PASSAGE SHOWN:
· · ·
Happy Finance FRIYAY! Welcome to the second and perhaps most integral component of our conversation. The purpose of this credit series is to arm ourselves with the education required to leverage the tools placed in front of us. Now I know in the past, many of us (myself included), have struggled with conceptualizing credit. What it means, how to manage it, best practices, etc. This blog post will provide the parameters of credit, tips on managing credit, building or restoring credit as well as tried and true tips to postively impact credit. So let's begin with the basics of credit. Let's get into it!

FICO- short for Fair Issac Corportation, that's right! FICO is a for-profit corporation largely in charge of monitoring credit. FICO scores range from 300-850, a 'Fair' credit rating can range from 540-600 (which is approximately the current credit average), a 'Good' credit rating is from approximately 640-720 (660 is the typical FHA range, while 720 will afford price breaks on things like insurance, HELOCs, etc.) 800 or better is currently the holy grail in terms of credit and is typically attached to at least 8 trade lines, an auto/installment line and a term line such as a mortgage or other collateralized line. To get a better understanding of not only how your score measures up, but what your credit history looks like, I recommend obtaining one free credit report every 12 months from each of the three credit bureaus, Equifax, Experian and Transunion. We commonly see the FICO score attached to our bank account information when we log in. It is important to note that credit scores will vary almost on a daily basis due to several variances, which include statement balance and billing cycle versus the actual statement closing date, but that's a conversation for another day. What's important to note is that your credit score will fluctuate, so please do not get too attached to any one number. It is important to stay within in a range and avidly monitor your credit to ensure that everything that is reported is accurate.

Now let's jump into the five characteristics of credit:

  • Conditions- are the conditions with which you obtained your credit. Installment, Auto, Collateral, Revolving, etc.

  • Capacity- the ability to repay the financial institution that has extended a credit offer to you, also expressed as DTI or debt-to-income ratio.

  • Collateral- may be held in a collateralized savings account to obtain credit or may be extended solely on credit score and history.

  • Character- expressed by credit history- this tells the financial instruction your 'story' so to speak.

  • Capital- expressed as reserves, or savings available to you in a liquid form.
· · ·
STORED ROWS:
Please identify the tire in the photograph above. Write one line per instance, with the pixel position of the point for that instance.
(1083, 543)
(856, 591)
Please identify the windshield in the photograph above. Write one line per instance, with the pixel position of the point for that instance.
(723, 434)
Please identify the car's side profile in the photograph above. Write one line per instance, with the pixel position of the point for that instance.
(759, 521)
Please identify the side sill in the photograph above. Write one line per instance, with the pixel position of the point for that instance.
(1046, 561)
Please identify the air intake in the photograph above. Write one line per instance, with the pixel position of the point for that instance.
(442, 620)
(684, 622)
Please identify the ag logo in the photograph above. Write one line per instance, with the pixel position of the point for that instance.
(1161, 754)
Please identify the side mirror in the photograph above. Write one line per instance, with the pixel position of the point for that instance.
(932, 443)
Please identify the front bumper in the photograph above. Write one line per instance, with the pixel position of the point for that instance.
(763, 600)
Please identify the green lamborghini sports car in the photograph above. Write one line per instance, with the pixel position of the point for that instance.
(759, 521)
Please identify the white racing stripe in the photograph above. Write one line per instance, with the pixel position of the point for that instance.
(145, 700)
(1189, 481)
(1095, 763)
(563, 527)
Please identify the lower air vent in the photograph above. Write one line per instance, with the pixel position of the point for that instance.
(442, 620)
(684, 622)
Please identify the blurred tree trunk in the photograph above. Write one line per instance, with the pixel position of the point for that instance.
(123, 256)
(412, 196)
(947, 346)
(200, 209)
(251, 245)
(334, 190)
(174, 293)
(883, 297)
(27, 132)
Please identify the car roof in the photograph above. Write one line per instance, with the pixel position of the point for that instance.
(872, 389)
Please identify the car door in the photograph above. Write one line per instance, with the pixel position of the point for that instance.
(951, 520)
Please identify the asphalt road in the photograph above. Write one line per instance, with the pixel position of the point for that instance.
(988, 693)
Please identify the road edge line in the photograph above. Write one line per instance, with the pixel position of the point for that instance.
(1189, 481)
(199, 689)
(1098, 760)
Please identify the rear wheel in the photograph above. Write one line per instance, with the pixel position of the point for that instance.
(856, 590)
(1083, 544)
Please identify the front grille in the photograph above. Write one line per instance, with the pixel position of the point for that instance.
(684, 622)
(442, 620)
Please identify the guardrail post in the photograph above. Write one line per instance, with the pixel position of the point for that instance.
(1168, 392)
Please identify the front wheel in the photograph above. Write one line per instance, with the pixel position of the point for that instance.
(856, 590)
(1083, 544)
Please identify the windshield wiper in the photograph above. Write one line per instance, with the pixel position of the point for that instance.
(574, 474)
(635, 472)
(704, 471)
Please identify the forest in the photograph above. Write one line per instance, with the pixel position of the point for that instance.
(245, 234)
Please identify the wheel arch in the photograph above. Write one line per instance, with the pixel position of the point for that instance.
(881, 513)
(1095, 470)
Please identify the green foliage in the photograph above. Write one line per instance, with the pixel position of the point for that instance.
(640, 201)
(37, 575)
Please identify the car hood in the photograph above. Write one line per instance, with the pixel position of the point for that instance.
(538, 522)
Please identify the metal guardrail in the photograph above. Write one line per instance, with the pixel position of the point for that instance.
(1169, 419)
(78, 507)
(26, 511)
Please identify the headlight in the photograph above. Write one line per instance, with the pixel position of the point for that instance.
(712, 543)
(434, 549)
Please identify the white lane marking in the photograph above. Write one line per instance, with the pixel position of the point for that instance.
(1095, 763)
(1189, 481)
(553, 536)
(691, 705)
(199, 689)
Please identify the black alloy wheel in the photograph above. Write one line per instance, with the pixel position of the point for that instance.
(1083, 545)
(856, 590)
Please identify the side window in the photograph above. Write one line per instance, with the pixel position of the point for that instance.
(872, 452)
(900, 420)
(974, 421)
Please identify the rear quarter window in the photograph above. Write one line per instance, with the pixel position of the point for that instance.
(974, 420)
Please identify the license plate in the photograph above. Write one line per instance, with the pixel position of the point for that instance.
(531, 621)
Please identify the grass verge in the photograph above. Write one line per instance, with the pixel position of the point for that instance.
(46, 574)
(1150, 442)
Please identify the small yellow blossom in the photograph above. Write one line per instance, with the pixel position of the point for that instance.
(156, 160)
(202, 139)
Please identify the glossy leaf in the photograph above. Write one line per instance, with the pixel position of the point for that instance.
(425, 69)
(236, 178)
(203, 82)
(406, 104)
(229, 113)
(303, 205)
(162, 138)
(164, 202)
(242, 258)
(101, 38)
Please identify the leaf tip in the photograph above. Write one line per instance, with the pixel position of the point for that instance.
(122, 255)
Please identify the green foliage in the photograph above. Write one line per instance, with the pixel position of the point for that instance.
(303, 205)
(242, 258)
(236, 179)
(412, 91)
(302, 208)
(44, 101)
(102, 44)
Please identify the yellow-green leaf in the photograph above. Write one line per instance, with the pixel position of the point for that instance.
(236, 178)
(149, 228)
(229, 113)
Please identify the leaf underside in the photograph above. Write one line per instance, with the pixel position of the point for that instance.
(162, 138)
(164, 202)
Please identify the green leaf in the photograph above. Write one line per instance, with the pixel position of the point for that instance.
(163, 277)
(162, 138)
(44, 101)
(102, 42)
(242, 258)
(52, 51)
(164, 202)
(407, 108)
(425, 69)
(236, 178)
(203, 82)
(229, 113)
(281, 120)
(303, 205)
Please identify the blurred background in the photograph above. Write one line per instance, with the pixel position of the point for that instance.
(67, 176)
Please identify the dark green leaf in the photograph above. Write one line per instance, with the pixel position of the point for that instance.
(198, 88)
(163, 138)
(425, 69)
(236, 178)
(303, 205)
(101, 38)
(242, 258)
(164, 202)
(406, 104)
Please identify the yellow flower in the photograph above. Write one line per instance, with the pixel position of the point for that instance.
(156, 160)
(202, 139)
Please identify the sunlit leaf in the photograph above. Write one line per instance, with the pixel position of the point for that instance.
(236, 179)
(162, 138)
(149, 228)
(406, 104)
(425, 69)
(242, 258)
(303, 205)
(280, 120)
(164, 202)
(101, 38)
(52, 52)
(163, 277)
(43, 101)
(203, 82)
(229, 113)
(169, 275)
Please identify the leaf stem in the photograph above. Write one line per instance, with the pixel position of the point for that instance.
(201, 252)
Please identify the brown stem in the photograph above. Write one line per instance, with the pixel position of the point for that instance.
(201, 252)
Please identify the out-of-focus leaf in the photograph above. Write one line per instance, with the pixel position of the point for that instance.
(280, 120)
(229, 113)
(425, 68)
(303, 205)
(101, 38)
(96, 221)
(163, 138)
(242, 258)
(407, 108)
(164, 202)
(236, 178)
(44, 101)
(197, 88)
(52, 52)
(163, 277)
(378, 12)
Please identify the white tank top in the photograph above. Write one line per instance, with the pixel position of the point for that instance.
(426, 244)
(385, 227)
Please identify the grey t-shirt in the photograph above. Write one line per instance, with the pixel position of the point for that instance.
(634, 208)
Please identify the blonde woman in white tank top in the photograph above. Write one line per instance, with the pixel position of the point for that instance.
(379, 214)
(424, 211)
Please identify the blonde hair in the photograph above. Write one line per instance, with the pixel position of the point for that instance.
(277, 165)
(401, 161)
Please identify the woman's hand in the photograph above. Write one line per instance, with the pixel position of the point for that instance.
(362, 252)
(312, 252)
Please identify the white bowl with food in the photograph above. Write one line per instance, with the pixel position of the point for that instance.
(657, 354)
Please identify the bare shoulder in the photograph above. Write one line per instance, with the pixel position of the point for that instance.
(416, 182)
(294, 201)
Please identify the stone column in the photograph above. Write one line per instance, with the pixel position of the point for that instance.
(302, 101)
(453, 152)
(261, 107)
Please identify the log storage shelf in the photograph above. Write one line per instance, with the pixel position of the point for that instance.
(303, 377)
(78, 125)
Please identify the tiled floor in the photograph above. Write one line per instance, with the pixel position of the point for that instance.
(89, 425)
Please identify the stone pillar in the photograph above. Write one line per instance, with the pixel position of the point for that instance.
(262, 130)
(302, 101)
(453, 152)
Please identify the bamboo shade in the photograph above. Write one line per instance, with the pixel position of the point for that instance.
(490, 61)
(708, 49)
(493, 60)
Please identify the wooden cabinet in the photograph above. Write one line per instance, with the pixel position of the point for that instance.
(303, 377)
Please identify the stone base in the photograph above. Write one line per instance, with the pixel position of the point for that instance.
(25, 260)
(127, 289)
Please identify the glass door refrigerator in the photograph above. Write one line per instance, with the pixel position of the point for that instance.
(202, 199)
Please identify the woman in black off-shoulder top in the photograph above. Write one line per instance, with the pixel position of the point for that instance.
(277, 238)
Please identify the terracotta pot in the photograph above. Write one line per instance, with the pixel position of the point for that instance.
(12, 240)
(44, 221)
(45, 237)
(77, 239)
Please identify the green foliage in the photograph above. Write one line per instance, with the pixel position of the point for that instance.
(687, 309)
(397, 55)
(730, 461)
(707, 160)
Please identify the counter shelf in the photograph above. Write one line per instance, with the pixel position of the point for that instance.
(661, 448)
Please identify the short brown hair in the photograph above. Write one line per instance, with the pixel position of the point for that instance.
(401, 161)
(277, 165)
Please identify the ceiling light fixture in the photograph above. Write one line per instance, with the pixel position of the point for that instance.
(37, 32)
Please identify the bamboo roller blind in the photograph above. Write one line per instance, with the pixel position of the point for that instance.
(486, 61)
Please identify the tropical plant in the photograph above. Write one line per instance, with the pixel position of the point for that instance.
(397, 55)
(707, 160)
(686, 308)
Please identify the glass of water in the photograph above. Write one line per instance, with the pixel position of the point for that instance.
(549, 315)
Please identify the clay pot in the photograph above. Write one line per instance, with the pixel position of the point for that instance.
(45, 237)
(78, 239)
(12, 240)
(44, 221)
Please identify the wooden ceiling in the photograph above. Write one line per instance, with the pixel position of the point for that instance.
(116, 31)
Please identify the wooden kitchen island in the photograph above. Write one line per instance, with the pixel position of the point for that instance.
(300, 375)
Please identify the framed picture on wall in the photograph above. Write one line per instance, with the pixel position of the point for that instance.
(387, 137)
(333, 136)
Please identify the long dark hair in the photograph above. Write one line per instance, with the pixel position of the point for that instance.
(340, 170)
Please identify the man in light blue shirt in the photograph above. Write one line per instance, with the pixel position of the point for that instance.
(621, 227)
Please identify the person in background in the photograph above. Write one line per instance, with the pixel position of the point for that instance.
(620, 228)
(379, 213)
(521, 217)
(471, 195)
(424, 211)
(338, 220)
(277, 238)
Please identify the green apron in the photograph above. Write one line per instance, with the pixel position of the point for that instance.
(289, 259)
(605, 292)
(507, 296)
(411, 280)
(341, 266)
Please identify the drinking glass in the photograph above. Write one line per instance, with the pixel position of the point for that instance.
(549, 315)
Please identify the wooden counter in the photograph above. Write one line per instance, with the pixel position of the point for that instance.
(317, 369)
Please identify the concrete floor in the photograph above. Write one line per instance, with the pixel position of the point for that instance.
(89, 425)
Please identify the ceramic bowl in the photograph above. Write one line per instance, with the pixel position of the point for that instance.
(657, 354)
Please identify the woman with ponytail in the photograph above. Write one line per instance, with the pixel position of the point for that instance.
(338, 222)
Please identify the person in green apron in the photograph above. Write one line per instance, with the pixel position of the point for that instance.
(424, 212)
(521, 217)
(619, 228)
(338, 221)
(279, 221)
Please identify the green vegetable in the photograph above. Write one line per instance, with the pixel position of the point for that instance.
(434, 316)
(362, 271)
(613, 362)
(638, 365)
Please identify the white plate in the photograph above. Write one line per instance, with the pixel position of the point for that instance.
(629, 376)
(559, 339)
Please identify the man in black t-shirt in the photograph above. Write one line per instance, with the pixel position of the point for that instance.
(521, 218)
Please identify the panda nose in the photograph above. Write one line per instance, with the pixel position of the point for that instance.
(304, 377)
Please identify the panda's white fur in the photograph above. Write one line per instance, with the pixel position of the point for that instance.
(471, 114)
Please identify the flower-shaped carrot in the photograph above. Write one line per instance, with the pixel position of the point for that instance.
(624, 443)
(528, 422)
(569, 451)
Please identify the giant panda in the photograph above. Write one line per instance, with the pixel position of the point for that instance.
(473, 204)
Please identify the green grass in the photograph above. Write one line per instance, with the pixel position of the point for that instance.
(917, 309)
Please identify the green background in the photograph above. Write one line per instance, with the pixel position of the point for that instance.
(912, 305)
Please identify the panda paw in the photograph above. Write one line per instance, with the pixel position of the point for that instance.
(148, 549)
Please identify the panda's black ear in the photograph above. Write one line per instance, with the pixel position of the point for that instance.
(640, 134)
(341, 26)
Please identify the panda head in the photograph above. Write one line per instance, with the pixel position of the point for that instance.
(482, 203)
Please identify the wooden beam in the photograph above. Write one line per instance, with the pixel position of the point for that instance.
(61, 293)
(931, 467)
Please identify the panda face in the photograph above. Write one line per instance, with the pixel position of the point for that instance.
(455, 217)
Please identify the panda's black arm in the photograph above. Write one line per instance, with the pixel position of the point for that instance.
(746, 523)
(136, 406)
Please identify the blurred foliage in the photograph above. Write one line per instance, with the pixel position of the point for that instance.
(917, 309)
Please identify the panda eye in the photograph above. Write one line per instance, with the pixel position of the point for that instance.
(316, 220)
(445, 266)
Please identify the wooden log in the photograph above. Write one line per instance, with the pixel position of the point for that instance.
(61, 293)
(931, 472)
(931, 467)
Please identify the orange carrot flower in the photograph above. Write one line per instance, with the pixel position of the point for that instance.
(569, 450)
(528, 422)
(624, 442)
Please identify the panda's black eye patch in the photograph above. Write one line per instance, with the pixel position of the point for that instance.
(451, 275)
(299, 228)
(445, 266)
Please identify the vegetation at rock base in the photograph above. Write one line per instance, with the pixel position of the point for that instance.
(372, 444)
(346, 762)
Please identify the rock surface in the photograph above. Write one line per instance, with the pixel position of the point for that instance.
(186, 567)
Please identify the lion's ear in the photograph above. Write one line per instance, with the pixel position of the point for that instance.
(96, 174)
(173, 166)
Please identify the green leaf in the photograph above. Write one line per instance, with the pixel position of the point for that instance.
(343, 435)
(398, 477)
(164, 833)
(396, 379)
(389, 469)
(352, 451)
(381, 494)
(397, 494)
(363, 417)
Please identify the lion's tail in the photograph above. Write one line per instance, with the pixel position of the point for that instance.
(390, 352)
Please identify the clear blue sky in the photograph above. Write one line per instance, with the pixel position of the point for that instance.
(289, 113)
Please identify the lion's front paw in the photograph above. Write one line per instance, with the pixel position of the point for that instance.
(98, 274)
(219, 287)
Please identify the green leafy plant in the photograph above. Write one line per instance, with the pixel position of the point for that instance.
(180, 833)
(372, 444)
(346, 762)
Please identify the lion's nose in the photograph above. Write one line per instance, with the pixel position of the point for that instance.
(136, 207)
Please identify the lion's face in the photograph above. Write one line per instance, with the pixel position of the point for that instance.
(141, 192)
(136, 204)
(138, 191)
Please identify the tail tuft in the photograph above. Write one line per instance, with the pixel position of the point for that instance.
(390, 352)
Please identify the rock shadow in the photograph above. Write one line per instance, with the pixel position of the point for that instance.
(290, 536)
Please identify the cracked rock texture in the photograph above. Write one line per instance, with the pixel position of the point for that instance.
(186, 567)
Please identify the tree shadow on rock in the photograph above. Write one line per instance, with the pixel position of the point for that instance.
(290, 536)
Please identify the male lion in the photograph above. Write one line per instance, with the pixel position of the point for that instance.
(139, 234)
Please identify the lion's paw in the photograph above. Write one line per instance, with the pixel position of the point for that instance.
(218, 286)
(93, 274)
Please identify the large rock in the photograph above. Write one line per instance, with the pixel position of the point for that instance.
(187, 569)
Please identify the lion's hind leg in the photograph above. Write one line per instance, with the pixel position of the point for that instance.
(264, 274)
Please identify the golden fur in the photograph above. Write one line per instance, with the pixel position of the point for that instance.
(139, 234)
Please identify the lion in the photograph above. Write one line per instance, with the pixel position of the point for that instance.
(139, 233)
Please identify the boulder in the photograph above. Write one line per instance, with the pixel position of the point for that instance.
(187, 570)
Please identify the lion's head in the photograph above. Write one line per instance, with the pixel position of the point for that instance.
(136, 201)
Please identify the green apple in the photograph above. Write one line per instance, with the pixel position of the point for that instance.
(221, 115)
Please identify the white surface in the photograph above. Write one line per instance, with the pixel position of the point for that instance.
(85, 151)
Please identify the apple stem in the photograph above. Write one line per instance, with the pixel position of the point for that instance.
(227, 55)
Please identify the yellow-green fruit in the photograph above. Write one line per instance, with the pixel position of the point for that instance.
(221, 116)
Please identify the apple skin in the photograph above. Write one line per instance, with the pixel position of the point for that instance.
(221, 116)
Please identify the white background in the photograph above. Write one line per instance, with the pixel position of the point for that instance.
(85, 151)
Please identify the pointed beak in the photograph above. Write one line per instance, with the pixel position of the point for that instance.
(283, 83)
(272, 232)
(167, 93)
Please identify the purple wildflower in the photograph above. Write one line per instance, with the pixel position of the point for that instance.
· · ·
TASK 1: In the credit blog post, what range do FICO scores cover?
TASK 2: From the credit blog post, output the text word for word, beginning at the words "Now let's jump" and stopping after "a liquid form.".

COMPLETE RESPONSE 1: 300 to 850

COMPLETE RESPONSE 2:
Now let's jump into the five characteristics of credit:

  • Conditions- are the conditions with which you obtained your credit. Installment, Auto, Collateral, Revolving, etc.

  • Capacity- the ability to repay the financial institution that has extended a credit offer to you, also expressed as DTI or debt-to-income ratio.

  • Collateral- may be held in a collateralized savings account to obtain credit or may be extended solely on credit score and history.

  • Character- expressed by credit history- this tells the financial instruction your 'story' so to speak.

  • Capital- expressed as reserves, or savings available to you in a liquid form.